SOURCE TEXT
* * * *

[RFC 0/3] sched/topology: fix sched groups on NUMA machines with mesh topology

From: Lauro Ramos Venancio
Date: Thu Apr 13 2017 - 09:56:48 EST


Currently, the scheduler is not able to directly move tasks between some NUMA
nodes 2-hops apart on machines with mesh topology. This occurs because some
NUMA nodes belongs to all sched groups. For more details, see the patch 2
commit log.

This bug was reported in the paper [1] as "The Scheduling Group Construction
bug".

This patchset constructs the sched groups from each CPU perspective. So each
NUMA node can have different groups in the last NUMA sched domain level.

SPECjbb2005 results show up to 63% performance improvement and a huge standard
deviation drop on a machine with 8 NUMA nodes and mesh topology.

Patch 1 - just prepare the code for patch 2
Patch 2 - change the sched groups construction
Patch 3 - fix issue with different groups starting with the same CPU

[1] http://www.ece.ubc.ca/~sasha/papers/eurosys16-final29.pdf

Regards,
Lauro

Lauro Ramos Venancio (3):
sched/topology: Refactor function build_overlap_sched_groups()
sched/topology: fix sched groups on NUMA machines with mesh topology
sched/topology: Different sched groups must not have the same balance
cpu

kernel/sched/topology.c | 165 ++++++++++++++++++++++++++++++++++--------------
1 file changed, 117 insertions(+), 48 deletions(-)

--
1.8.3.1

* * * *

SET EXERCISE A
In the records, copy everything from the line that contains "Every instance of the sunlit" down to the line that contains "328), (209, 302)]", including both of those lines.
The records are unrelated to the text above.

ENTRIES SHOWN

* * * *

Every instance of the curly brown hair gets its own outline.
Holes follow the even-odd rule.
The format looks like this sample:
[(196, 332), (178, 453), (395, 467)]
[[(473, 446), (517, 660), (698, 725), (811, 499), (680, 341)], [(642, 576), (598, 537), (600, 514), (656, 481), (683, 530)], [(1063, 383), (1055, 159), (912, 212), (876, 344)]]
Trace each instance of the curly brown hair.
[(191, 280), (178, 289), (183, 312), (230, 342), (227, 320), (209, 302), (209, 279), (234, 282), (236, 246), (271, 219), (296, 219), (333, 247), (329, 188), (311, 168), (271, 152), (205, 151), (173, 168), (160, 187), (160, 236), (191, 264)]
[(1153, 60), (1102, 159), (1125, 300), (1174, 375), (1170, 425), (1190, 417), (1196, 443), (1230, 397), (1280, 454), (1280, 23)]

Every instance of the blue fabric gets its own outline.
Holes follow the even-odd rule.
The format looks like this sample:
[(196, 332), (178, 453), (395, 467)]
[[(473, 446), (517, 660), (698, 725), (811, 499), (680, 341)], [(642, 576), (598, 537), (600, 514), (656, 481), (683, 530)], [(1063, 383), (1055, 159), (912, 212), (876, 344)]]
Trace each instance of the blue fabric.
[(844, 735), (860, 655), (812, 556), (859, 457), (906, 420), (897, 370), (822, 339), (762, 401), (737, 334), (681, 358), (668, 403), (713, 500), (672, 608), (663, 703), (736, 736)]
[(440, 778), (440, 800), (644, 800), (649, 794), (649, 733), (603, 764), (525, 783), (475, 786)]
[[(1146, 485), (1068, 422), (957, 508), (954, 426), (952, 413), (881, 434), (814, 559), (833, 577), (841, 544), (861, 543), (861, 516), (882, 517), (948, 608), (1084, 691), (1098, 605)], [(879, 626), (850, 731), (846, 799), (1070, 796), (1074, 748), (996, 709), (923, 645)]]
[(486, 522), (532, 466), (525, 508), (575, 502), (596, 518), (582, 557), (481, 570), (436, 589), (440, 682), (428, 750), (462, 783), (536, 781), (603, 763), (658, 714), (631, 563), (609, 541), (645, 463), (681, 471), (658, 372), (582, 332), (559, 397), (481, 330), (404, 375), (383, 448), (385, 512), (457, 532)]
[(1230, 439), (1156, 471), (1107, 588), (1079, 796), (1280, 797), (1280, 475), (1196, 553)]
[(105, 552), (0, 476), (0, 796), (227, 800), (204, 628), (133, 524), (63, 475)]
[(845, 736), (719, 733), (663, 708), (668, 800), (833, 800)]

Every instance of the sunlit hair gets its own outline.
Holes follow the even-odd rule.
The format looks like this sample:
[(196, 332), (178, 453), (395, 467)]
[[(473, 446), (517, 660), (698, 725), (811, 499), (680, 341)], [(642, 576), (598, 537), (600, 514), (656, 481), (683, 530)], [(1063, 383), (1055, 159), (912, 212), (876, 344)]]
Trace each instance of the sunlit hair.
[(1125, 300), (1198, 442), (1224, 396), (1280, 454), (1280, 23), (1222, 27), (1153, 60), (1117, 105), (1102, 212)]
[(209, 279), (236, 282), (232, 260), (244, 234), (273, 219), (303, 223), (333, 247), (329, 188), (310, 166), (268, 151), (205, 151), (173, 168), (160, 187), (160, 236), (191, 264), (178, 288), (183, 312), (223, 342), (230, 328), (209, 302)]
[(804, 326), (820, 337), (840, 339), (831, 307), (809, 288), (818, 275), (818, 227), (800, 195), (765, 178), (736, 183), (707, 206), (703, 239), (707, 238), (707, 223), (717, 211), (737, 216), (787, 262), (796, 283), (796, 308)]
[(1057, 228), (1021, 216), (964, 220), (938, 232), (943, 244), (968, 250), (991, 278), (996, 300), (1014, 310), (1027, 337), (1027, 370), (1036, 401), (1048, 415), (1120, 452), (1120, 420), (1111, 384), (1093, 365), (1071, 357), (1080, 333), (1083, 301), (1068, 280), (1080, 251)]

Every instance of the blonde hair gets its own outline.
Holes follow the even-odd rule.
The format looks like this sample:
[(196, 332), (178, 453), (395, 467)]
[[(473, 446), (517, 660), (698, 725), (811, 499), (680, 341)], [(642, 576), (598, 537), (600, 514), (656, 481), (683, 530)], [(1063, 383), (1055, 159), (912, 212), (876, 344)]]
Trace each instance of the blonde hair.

* * * *

SET EXERCISE B
Rewrite everything in the sched groups patch text from "This bug was" down to "and mesh topology.", replacing "patchset" with "patch series".

TASK RESPONSE A
Every instance of the sunlit hair gets its own outline.
Holes follow the even-odd rule.
The format looks like this sample:
[(196, 332), (178, 453), (395, 467)]
[[(473, 446), (517, 660), (698, 725), (811, 499), (680, 341)], [(642, 576), (598, 537), (600, 514), (656, 481), (683, 530)], [(1063, 383), (1055, 159), (912, 212), (876, 344)]]
Trace each instance of the sunlit hair.
[(1125, 300), (1198, 442), (1224, 396), (1280, 454), (1280, 23), (1222, 27), (1153, 60), (1117, 105), (1102, 212)]
[(209, 279), (236, 282), (232, 260), (244, 234), (273, 219), (303, 223), (333, 247), (329, 188), (310, 166), (268, 151), (205, 151), (173, 168), (160, 187), (160, 236), (191, 264), (178, 288), (183, 312), (223, 342), (230, 328), (209, 302)]

TASK RESPONSE B
This bug was reported in the paper [1] as "The Scheduling Group Construction
bug".

This patch series constructs the sched groups from each CPU perspective. So each
NUMA node can have different groups in the last NUMA sched domain level.

SPECjbb2005 results show up to 63% performance improvement and a huge standard
deviation drop on a machine with 8 NUMA nodes and mesh topology.